- _Work required_: Print again, word for word, all of the records below, and leave the pictures out.

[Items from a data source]

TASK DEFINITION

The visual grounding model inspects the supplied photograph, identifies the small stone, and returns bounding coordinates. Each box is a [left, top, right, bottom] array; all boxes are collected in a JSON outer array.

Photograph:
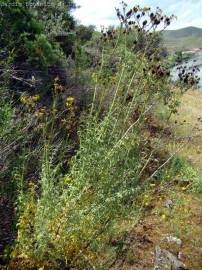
[[154, 246, 188, 270], [165, 199, 173, 209], [165, 236, 182, 247], [178, 251, 186, 261]]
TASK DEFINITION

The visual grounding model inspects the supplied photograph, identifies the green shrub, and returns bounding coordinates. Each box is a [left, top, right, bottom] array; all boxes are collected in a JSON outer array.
[[0, 0, 74, 96], [25, 34, 60, 70], [193, 177, 202, 193]]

- _Response area_:
TASK DEFINITION

The visual grounding model inspects the supplied photograph, identifies the small stone, and returns bounding coordinates. Each box is a [left, top, right, bottom] array; all boxes are collected in a JSON outer array.

Photograph:
[[154, 246, 188, 270], [165, 199, 173, 209], [165, 236, 182, 247], [178, 251, 186, 261]]
TASK DEFINITION

The visual grounding model inspects the supplied photograph, identifies the green shrub, and returns bounding coordinates. Each box is a [left, top, right, bottom] array; all boxes are collected in a JSON outer array.
[[0, 0, 74, 96], [25, 34, 60, 70], [193, 177, 202, 193]]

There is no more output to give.